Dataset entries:
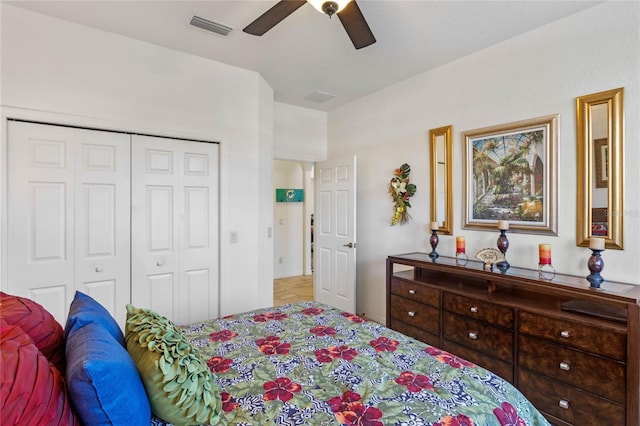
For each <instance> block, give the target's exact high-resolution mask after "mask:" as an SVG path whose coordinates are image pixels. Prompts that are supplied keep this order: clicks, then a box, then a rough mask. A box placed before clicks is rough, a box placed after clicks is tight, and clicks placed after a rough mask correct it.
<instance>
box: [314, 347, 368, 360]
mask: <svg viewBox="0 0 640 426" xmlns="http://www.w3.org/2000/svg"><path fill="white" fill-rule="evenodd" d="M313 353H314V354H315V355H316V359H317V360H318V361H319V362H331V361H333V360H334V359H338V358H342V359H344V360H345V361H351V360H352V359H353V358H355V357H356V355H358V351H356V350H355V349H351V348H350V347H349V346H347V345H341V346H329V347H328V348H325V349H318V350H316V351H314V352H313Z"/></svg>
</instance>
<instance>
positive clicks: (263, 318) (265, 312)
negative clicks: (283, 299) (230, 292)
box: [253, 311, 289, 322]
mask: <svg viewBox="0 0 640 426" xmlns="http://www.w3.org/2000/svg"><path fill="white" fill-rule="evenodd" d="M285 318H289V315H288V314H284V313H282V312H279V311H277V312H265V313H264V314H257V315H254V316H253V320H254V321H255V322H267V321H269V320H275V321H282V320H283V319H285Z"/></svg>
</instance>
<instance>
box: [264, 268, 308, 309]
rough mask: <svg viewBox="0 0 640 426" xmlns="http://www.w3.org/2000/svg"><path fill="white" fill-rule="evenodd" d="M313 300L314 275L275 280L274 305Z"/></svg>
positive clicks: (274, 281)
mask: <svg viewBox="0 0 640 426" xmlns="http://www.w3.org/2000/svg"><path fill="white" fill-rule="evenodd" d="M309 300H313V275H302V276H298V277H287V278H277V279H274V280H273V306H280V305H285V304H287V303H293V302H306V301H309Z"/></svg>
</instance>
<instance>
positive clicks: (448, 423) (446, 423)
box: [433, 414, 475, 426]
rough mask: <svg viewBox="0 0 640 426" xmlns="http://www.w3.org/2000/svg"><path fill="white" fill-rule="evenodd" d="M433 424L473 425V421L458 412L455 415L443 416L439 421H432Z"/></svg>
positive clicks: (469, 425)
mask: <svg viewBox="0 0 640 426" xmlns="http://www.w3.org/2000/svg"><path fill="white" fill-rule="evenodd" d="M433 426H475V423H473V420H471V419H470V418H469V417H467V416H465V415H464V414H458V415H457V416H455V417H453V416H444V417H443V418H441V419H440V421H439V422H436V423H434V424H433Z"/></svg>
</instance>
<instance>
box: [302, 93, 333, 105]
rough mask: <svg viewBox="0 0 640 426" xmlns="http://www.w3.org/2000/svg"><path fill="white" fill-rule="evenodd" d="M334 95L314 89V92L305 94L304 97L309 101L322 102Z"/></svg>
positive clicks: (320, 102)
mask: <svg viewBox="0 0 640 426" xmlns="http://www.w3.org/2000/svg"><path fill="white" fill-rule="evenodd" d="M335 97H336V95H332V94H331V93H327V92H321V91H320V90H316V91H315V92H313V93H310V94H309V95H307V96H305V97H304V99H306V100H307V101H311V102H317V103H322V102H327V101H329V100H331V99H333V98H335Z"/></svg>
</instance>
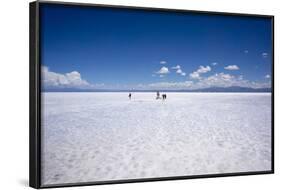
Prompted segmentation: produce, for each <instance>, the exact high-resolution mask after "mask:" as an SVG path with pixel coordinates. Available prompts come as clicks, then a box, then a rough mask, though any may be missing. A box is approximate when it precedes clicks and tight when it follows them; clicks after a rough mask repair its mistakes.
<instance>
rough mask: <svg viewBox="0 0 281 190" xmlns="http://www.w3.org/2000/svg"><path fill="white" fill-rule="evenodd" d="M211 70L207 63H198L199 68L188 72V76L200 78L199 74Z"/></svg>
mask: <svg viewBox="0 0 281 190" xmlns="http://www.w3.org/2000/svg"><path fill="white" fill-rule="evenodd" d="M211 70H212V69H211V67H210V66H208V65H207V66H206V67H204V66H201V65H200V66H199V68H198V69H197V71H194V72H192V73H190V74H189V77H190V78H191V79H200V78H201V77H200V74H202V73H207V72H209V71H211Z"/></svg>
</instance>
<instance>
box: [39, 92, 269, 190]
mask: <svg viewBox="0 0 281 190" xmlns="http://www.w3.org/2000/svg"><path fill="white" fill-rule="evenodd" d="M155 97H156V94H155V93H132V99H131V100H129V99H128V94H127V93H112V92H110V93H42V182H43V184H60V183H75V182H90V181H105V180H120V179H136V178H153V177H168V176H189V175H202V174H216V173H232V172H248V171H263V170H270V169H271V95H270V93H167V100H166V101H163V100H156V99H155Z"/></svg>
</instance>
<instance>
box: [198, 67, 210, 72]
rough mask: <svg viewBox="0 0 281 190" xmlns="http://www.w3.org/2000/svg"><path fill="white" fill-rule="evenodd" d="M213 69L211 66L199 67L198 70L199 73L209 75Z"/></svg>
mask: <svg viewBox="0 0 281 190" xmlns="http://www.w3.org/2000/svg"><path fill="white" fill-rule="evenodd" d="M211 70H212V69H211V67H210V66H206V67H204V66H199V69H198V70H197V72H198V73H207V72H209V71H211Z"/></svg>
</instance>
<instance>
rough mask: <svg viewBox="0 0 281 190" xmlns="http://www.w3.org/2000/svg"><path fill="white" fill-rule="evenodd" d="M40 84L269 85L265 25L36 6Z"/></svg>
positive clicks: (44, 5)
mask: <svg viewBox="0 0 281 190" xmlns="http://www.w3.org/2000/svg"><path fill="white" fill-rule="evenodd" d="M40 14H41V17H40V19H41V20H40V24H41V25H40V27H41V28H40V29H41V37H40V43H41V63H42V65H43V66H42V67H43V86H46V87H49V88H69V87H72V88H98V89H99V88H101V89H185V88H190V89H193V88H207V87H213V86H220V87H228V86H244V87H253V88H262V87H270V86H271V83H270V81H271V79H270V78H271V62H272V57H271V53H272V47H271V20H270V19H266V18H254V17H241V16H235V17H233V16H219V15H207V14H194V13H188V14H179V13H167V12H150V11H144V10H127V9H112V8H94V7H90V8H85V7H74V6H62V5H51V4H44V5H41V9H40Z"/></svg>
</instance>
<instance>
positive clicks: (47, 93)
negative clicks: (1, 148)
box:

Assignment
Print exactly the lines running from the start of the entries above to the line with "negative clicks: (283, 299) (230, 292)", both included; leave out any pictures.

Task response
For each <instance> block, give the target's exact high-resolution mask after "mask:" as an SVG path whose coordinates are image pixels. Prompts that are supplied keep this order: clicks, then a box, then a rough mask. A box placed before clicks is rough, a box placed after clicks is tight, and clicks placed after a rough mask correct it.
<instance>
box: [314, 347, 368, 360]
mask: <svg viewBox="0 0 640 426" xmlns="http://www.w3.org/2000/svg"><path fill="white" fill-rule="evenodd" d="M313 353H314V354H315V355H316V359H317V360H318V361H319V362H331V361H333V360H334V359H338V358H342V359H344V360H345V361H351V360H352V359H353V358H355V357H356V355H358V351H356V350H355V349H351V348H350V347H349V346H347V345H341V346H329V347H328V348H325V349H318V350H316V351H314V352H313Z"/></svg>
</instance>
<instance>
positive clicks: (263, 318) (265, 312)
negative clicks: (283, 299) (230, 292)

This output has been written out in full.